- Aim of the task -
In the output, include exactly the lines from the beginning of the records up to and including the one that contains "Locate the lower", and leave out the pictures.

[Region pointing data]

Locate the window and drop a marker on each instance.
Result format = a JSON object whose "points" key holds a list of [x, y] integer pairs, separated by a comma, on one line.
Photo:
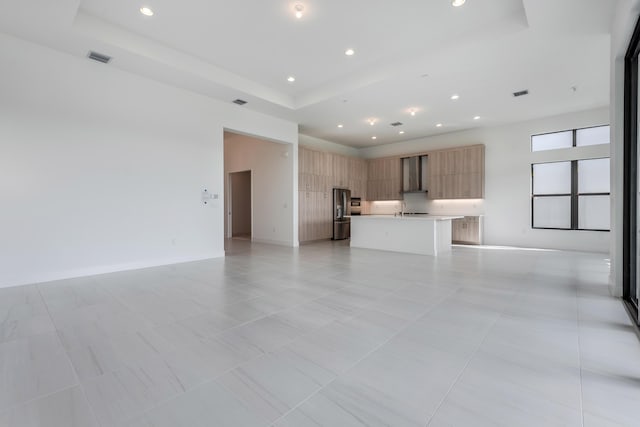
{"points": [[572, 194], [570, 138], [552, 195]]}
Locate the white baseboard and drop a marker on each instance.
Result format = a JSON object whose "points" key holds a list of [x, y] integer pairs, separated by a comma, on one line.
{"points": [[103, 269], [274, 242]]}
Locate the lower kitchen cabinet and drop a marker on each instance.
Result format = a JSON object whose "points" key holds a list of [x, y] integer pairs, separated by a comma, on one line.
{"points": [[467, 230]]}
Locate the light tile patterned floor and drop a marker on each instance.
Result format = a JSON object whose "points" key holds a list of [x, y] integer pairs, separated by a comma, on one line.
{"points": [[324, 335]]}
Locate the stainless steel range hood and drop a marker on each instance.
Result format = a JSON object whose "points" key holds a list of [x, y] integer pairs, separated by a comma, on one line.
{"points": [[414, 174]]}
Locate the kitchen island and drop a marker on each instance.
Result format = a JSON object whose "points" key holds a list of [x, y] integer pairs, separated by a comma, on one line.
{"points": [[416, 234]]}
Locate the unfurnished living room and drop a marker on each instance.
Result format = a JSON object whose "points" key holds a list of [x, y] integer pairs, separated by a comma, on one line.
{"points": [[330, 213]]}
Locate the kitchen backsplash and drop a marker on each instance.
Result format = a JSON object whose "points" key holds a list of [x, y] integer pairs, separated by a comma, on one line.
{"points": [[419, 203]]}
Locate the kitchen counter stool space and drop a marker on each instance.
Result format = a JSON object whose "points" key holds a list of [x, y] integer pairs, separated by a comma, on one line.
{"points": [[416, 234]]}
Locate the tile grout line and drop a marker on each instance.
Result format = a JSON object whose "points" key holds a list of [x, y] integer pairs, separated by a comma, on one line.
{"points": [[221, 374], [410, 323], [464, 368], [68, 357]]}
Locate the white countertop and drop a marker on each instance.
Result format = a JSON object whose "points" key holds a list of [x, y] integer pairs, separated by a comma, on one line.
{"points": [[419, 217]]}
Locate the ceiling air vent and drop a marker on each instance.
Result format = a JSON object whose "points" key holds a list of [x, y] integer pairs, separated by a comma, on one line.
{"points": [[99, 57]]}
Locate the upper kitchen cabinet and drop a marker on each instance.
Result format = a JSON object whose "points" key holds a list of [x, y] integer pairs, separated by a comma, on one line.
{"points": [[384, 179], [457, 173], [340, 175], [358, 177]]}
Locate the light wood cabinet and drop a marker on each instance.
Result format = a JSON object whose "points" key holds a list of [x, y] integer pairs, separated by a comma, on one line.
{"points": [[314, 215], [457, 173], [318, 174], [466, 230]]}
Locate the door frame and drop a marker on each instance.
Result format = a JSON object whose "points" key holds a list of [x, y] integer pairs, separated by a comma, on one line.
{"points": [[229, 202]]}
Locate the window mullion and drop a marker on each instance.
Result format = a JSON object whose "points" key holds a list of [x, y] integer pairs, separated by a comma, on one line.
{"points": [[574, 193]]}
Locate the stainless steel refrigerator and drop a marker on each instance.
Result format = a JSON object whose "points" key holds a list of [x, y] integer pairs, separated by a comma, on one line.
{"points": [[341, 214]]}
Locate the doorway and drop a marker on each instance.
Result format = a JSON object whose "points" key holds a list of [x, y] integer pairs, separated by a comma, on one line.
{"points": [[240, 205]]}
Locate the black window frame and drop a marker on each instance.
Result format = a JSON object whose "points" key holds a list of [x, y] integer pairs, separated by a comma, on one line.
{"points": [[574, 195], [574, 138], [630, 265]]}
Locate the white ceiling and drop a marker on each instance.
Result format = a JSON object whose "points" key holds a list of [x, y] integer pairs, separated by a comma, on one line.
{"points": [[409, 54]]}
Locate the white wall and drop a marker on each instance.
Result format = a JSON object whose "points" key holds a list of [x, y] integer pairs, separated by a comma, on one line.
{"points": [[101, 170], [328, 146], [271, 166], [508, 159]]}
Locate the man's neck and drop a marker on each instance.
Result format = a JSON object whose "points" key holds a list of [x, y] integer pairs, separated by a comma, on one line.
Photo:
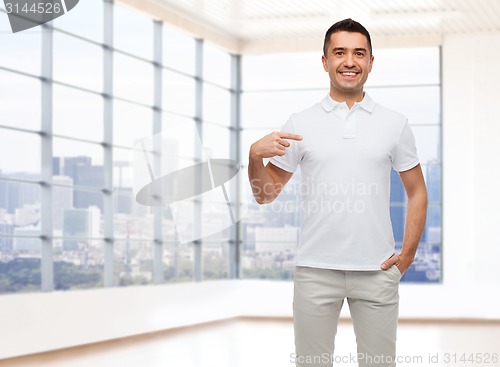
{"points": [[347, 98]]}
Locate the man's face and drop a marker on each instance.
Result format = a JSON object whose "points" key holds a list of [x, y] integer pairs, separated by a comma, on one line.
{"points": [[348, 63]]}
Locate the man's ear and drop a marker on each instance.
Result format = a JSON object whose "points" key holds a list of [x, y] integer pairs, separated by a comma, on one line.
{"points": [[325, 63]]}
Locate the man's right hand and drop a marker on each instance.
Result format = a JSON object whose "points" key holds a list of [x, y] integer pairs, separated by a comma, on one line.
{"points": [[272, 145]]}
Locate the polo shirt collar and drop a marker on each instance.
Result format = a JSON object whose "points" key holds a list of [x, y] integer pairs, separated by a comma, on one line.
{"points": [[329, 104]]}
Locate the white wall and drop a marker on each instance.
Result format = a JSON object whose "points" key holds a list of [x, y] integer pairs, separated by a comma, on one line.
{"points": [[471, 169], [471, 241]]}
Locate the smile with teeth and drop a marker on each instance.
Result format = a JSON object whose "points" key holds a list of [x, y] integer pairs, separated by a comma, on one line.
{"points": [[349, 73]]}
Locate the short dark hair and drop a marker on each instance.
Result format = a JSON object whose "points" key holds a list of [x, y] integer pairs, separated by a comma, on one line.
{"points": [[346, 25]]}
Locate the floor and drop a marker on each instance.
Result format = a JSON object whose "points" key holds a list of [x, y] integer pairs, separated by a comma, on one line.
{"points": [[261, 342]]}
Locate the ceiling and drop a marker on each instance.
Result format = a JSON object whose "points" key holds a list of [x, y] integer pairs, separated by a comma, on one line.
{"points": [[245, 26]]}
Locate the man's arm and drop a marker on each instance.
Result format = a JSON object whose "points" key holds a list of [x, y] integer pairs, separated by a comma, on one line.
{"points": [[268, 181], [416, 212]]}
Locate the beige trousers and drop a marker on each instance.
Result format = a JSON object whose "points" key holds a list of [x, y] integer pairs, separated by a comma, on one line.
{"points": [[373, 303]]}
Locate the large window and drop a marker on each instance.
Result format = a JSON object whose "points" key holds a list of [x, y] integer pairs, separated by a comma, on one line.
{"points": [[275, 86]]}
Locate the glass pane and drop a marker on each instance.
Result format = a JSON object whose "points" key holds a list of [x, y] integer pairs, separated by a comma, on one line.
{"points": [[421, 105], [17, 93], [82, 162], [284, 71], [217, 140], [216, 65], [78, 264], [133, 262], [182, 134], [178, 93], [20, 265], [178, 50], [131, 123], [19, 153], [73, 210], [77, 62], [77, 114], [20, 51], [133, 32], [216, 105], [123, 202], [133, 79], [273, 109], [403, 66], [178, 263], [215, 260], [19, 207], [85, 20]]}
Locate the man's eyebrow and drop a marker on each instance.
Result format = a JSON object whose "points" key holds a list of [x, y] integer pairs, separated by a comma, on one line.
{"points": [[345, 48]]}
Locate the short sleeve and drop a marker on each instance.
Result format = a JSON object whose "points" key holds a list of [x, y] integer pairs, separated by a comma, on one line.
{"points": [[405, 154], [291, 159]]}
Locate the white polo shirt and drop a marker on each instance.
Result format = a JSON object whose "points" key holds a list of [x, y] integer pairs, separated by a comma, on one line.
{"points": [[345, 158]]}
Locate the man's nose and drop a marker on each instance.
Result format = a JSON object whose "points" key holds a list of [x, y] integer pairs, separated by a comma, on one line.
{"points": [[349, 61]]}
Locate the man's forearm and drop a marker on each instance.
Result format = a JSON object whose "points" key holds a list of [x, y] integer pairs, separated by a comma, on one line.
{"points": [[263, 186], [416, 213]]}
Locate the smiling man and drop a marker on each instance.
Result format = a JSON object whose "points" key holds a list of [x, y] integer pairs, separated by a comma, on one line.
{"points": [[346, 146]]}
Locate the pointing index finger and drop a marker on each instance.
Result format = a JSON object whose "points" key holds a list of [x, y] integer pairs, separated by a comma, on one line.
{"points": [[290, 136]]}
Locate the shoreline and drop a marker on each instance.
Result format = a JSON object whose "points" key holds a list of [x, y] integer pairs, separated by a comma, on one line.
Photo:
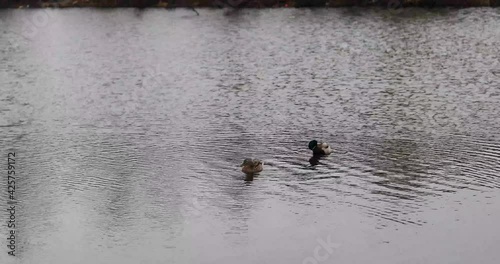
{"points": [[170, 4]]}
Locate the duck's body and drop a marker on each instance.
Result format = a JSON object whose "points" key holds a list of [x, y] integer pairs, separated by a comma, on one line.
{"points": [[251, 166], [320, 148]]}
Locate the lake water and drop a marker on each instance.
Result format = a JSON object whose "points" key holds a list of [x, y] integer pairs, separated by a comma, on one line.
{"points": [[129, 127]]}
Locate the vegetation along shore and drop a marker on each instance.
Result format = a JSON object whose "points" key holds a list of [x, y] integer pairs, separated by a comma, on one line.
{"points": [[244, 3]]}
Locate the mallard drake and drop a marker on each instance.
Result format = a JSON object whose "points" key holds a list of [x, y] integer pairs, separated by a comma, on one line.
{"points": [[320, 148], [251, 166]]}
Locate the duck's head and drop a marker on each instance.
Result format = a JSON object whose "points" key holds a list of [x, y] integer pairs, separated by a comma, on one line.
{"points": [[247, 162], [313, 144]]}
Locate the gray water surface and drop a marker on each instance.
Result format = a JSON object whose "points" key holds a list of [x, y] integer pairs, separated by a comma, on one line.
{"points": [[129, 126]]}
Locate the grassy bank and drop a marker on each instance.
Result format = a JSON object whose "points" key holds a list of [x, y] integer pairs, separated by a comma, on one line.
{"points": [[244, 3]]}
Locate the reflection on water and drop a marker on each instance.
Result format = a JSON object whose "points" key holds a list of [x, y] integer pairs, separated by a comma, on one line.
{"points": [[130, 130]]}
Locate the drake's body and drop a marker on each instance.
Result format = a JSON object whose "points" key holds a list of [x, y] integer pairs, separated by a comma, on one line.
{"points": [[320, 148], [251, 166]]}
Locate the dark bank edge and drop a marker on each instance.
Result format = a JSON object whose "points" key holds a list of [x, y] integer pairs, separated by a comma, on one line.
{"points": [[245, 3]]}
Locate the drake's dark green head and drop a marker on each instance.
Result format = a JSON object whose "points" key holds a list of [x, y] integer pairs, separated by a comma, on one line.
{"points": [[313, 144]]}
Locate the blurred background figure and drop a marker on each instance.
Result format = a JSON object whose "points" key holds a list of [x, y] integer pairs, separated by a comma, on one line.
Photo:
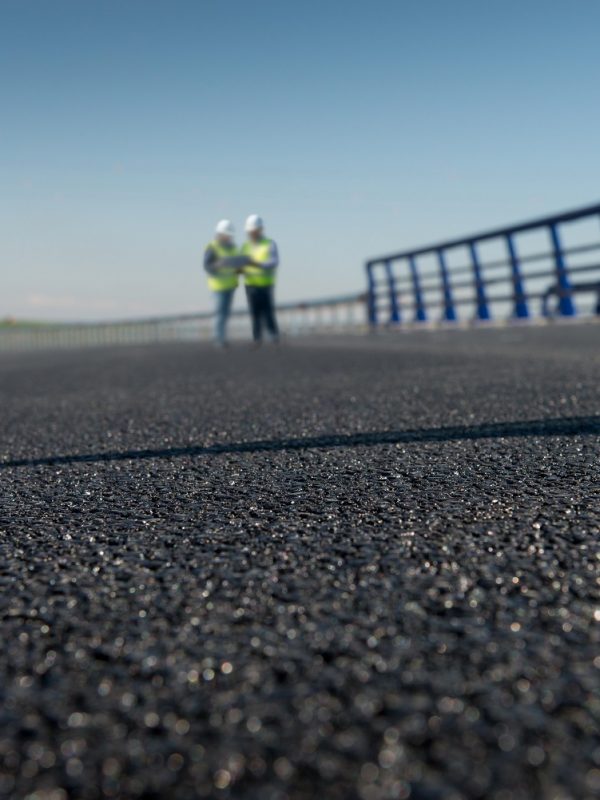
{"points": [[220, 264], [259, 277]]}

- Answer to the problem -
Locate the window and drop a marker on each instance.
Result format = a JSON object whose "points" key holds a list of [x, y] integer pairs, separated by a comma, on one line.
Photo:
{"points": [[572, 194], [570, 138], [552, 195]]}
Locate the white baseboard and drop a marker on each instance.
Result format = a JSON object whose "points" key holds a list of [x, y] integer pairs, separated by a comma, on one line.
{"points": [[103, 269], [274, 242]]}
Locate the lower kitchen cabinet and drop a marker on each instance.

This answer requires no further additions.